:: Data section ::

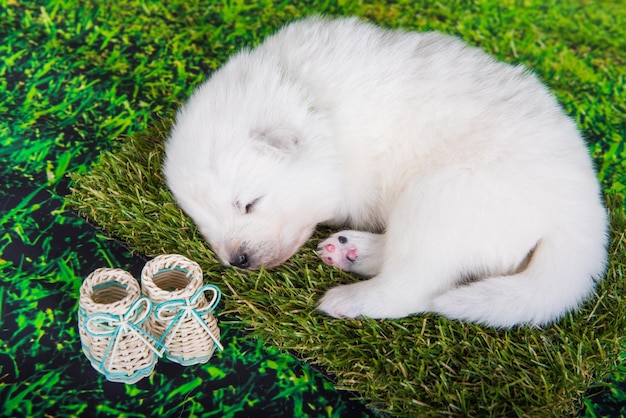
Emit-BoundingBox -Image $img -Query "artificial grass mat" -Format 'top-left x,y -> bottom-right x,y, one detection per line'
68,0 -> 626,416
68,120 -> 626,416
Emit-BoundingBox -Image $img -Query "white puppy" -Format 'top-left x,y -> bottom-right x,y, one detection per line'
164,18 -> 607,327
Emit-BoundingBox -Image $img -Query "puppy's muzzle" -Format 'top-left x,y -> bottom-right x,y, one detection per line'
229,251 -> 250,270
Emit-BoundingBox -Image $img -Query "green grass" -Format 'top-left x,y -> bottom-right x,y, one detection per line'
69,125 -> 626,416
61,0 -> 626,416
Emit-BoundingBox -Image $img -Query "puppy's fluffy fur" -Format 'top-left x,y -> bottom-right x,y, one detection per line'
164,17 -> 607,327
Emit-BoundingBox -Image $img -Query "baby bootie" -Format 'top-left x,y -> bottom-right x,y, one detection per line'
78,268 -> 159,383
141,254 -> 223,366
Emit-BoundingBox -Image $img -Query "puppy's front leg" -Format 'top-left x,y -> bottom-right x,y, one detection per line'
317,231 -> 385,276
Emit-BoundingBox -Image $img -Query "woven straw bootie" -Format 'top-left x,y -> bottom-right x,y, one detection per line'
141,254 -> 223,366
78,268 -> 159,383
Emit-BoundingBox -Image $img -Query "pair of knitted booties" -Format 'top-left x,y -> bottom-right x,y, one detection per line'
78,254 -> 223,384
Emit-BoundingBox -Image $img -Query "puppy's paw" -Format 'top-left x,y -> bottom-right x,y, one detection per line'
317,231 -> 385,276
317,231 -> 359,271
317,285 -> 363,318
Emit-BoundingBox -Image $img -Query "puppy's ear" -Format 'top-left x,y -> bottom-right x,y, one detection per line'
252,128 -> 300,155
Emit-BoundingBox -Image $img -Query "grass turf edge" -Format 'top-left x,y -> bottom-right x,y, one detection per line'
67,125 -> 626,416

:: Exercise directions ::
Transcribe the listing in full and omit the pictures.

:: The response ::
Emit-BoundingBox -Image $img -Query "artificial grass mat" -Format 'top-left x,y -> bottom-right x,y, one detection per line'
68,0 -> 626,416
68,120 -> 626,416
Emit-BoundingBox -Image $img -Query "white puppy" -Format 'top-left x,y -> bottom-right x,y, one detection per line'
164,18 -> 607,327
Emit-BoundingBox -Image $img -Query "puppy's muzzle" -Format 'top-left x,y -> bottom-right x,y, one detection per line'
229,251 -> 250,270
Emit-BoundingBox -Image $img -Query "green grass" -Format 'top-left x,y -> bottom-right x,y, one detection per line'
69,125 -> 626,416
61,0 -> 626,416
Emit-BoundingBox -Image $img -Query "puppy's fluffy fur" -Format 'top-left x,y -> bottom-right x,y, one detection per line'
164,17 -> 607,327
Emit-BoundingBox -Image $img -Query "baby bootie" -Format 'top-left x,y -> bottom-right x,y, one detection per line'
78,268 -> 159,383
141,254 -> 223,366
Emit-BoundingBox -Image $img -Query "puppy's front leg" -Format 'top-left x,y -> bottom-right x,y, one detection per line'
317,231 -> 385,276
Emit-BoundingBox -Image $img -Query "woven straw bootie" -Format 'top-left x,y -> bottom-right x,y, one detection per line'
141,254 -> 223,366
78,268 -> 159,383
Emit-BoundingBox -Image $img -Query "pair of knitted booties" -Format 'top-left x,y -> bottom-right x,y, one detection per line'
78,254 -> 223,384
Emit-BoundingBox -Image $img -Query "puppy's paw" -Format 'top-left x,y -> bottom-right x,y, one detection per line'
317,231 -> 385,276
317,231 -> 359,271
317,285 -> 363,318
Emit-BoundingBox -Image $img -Query "puppy's ear" -Format 'top-left x,y -> bottom-right x,y, one detection per line'
252,128 -> 300,155
Emit-BoundingBox -Image $img -Query "grass turf edge" -Format 'top-left x,y -> bottom-right x,y, one detection per line'
67,125 -> 626,416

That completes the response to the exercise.